Task item
Starting from the line in which "of the bird" appears, output every line down to the last line of the data below, exactly and without anything more.

Stored data:
━━━━━━━━━━━━━━━━━━━━
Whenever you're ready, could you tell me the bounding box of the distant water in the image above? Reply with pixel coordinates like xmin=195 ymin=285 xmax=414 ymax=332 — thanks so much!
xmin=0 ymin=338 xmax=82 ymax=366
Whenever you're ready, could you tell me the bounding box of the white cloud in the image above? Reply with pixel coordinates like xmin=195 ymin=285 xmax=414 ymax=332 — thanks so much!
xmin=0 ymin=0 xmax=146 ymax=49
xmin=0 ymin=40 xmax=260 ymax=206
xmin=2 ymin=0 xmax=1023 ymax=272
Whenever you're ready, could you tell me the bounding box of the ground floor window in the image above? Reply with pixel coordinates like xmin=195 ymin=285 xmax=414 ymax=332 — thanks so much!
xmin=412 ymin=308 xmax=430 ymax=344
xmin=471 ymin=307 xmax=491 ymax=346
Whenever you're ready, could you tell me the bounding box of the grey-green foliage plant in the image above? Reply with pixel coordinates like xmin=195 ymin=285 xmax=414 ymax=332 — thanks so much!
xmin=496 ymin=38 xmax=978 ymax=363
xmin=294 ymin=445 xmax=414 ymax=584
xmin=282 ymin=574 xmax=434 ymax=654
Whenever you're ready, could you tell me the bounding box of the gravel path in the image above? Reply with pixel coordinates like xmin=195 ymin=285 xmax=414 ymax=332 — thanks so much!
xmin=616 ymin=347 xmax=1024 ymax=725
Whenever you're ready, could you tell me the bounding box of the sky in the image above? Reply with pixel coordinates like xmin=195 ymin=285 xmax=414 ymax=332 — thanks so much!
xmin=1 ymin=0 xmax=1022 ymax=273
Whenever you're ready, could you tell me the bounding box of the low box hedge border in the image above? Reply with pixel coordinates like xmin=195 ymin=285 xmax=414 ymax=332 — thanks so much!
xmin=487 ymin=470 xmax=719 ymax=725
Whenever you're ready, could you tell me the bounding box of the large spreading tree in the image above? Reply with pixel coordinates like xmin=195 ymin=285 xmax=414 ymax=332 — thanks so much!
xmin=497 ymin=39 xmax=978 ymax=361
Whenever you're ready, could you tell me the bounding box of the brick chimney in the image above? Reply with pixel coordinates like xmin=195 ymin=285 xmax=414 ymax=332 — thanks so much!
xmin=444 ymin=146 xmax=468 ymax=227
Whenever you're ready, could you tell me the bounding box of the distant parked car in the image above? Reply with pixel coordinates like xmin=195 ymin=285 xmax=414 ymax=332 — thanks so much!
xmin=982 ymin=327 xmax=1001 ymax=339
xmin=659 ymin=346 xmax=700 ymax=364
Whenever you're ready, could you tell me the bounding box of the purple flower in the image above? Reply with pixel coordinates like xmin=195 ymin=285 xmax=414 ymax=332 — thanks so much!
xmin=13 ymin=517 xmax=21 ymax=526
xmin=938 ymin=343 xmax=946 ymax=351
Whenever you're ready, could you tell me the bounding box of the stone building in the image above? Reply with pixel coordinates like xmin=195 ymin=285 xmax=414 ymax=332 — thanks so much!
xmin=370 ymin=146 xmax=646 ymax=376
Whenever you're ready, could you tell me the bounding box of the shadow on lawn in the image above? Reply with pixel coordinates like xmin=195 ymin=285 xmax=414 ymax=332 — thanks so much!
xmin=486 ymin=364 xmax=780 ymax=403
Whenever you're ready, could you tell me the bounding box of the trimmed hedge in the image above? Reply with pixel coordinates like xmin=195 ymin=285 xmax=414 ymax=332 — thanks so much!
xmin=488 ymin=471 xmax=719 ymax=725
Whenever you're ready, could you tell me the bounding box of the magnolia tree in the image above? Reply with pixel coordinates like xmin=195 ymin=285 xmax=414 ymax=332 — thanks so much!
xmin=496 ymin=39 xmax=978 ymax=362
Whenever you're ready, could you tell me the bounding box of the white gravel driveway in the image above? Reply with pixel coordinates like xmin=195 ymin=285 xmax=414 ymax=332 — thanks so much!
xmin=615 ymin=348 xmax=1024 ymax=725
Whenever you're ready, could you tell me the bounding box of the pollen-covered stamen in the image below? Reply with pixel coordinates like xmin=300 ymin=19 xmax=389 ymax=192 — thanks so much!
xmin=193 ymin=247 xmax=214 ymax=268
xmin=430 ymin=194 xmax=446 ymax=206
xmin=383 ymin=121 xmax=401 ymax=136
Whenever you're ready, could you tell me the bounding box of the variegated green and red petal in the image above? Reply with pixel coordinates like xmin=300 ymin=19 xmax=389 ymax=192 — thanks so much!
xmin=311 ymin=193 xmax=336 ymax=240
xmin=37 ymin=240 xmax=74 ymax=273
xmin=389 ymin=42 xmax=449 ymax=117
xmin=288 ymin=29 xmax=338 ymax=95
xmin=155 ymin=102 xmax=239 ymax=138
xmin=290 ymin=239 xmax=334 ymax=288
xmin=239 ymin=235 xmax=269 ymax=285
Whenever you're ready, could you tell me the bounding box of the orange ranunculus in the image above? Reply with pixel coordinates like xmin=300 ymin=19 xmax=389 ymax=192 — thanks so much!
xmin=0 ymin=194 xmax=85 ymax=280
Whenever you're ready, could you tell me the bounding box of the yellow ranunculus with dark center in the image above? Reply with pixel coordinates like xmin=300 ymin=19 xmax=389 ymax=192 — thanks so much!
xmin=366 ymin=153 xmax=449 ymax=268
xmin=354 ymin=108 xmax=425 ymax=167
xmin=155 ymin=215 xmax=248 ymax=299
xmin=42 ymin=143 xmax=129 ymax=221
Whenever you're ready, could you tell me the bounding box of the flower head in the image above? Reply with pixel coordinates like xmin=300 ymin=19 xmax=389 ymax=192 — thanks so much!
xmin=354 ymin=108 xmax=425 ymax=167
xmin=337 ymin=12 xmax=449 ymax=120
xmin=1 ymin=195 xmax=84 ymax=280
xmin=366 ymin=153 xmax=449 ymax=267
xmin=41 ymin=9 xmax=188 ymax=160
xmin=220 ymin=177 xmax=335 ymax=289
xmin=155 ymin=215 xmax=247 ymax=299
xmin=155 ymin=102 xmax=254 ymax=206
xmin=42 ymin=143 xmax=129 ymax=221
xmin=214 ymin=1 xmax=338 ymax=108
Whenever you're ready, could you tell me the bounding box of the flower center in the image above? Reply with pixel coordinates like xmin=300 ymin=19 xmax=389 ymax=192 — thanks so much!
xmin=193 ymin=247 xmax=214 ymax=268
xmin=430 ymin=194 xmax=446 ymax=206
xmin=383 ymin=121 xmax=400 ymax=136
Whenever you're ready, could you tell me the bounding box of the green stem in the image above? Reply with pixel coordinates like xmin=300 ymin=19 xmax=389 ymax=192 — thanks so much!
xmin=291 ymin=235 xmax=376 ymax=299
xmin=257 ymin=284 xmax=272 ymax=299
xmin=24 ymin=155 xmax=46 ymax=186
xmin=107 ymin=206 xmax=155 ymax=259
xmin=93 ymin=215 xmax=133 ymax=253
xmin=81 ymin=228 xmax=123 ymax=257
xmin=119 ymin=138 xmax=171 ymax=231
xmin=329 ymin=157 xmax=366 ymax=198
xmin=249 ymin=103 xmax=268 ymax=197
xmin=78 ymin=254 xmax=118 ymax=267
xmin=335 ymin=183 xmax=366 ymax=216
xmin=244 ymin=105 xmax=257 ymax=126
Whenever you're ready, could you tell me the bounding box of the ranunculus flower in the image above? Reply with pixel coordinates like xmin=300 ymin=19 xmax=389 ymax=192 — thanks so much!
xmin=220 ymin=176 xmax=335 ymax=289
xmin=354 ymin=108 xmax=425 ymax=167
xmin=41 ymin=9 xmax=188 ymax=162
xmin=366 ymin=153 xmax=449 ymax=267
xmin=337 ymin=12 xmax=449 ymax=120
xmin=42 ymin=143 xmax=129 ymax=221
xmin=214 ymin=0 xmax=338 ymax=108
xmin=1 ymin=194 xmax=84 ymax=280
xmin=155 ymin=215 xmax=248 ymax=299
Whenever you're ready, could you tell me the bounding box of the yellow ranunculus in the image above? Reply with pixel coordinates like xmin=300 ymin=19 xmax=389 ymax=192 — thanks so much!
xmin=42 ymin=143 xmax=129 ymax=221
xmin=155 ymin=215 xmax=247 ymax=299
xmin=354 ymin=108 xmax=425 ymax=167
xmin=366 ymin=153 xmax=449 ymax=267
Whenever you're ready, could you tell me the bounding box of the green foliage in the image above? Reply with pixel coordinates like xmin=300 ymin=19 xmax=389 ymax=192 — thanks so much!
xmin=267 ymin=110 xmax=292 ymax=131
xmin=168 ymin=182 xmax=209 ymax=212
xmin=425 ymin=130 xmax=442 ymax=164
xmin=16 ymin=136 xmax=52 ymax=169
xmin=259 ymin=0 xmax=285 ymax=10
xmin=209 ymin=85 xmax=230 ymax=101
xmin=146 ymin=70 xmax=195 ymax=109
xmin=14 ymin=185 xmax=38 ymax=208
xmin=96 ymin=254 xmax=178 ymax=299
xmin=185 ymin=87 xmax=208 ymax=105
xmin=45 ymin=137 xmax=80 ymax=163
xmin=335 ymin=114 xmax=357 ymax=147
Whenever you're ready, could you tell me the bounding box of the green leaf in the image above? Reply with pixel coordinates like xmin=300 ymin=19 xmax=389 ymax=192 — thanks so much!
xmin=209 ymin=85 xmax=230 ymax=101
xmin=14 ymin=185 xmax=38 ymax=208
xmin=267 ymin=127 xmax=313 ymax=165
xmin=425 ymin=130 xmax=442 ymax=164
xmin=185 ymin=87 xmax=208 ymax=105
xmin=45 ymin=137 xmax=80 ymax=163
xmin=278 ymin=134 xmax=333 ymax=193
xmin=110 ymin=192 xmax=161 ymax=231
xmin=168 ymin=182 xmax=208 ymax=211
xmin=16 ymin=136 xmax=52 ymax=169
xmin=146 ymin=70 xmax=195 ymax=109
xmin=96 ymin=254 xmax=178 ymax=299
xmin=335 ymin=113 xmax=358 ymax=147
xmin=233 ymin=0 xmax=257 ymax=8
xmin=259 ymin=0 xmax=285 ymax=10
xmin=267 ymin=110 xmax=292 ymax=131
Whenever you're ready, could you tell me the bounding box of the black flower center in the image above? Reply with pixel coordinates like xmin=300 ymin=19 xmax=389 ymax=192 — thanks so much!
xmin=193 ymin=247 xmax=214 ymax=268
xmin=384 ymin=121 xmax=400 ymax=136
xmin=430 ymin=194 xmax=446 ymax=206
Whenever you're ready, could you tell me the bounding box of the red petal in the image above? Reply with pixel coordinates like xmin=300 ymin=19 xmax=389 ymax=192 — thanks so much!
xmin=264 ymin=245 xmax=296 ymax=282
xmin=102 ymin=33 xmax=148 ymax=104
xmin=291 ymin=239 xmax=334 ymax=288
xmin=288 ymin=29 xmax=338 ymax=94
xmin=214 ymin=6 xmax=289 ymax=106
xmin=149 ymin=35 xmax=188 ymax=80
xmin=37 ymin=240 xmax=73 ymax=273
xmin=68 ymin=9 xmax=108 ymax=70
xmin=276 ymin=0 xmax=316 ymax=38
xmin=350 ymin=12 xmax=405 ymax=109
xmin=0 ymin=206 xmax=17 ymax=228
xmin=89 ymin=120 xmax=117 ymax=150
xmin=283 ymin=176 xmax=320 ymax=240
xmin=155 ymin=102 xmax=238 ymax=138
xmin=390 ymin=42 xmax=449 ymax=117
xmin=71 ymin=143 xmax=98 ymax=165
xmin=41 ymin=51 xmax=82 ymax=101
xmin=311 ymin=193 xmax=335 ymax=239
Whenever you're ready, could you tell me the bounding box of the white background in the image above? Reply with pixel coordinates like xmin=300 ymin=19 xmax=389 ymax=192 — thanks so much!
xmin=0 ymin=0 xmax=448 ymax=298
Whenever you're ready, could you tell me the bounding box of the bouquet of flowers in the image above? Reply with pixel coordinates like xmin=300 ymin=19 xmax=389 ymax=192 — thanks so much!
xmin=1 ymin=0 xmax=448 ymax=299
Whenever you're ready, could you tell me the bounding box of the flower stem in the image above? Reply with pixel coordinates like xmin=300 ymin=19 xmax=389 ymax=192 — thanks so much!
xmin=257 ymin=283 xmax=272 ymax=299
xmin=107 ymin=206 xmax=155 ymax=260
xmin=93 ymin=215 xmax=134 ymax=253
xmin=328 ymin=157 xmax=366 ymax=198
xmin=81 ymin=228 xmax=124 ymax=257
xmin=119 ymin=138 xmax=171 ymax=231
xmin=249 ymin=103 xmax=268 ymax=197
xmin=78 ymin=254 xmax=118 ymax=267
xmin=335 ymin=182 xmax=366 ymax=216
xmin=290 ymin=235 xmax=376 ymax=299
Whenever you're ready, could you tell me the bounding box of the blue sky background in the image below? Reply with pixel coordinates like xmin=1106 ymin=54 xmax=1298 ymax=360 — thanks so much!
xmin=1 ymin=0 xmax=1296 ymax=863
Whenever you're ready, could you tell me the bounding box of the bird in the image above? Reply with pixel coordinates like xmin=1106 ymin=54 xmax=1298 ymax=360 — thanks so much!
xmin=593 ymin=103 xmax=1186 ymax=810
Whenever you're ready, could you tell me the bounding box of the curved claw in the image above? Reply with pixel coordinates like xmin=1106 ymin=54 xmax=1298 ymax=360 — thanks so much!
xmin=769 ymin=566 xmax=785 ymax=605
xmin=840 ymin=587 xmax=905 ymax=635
━━━━━━━━━━━━━━━━━━━━
Result of this exercise
Whenever you're ready, could you tell me the bounding box of the bird in the image above? Reply with pixel coordinates like xmin=1106 ymin=54 xmax=1298 ymax=360 — thanks so much!
xmin=593 ymin=103 xmax=1186 ymax=810
Whenever you're ready, could you tell me the bounding box of the curved claw in the image above? Reply with pixel coordinates like xmin=1106 ymin=54 xmax=1298 ymax=360 — thanks so much!
xmin=769 ymin=566 xmax=785 ymax=605
xmin=840 ymin=587 xmax=905 ymax=635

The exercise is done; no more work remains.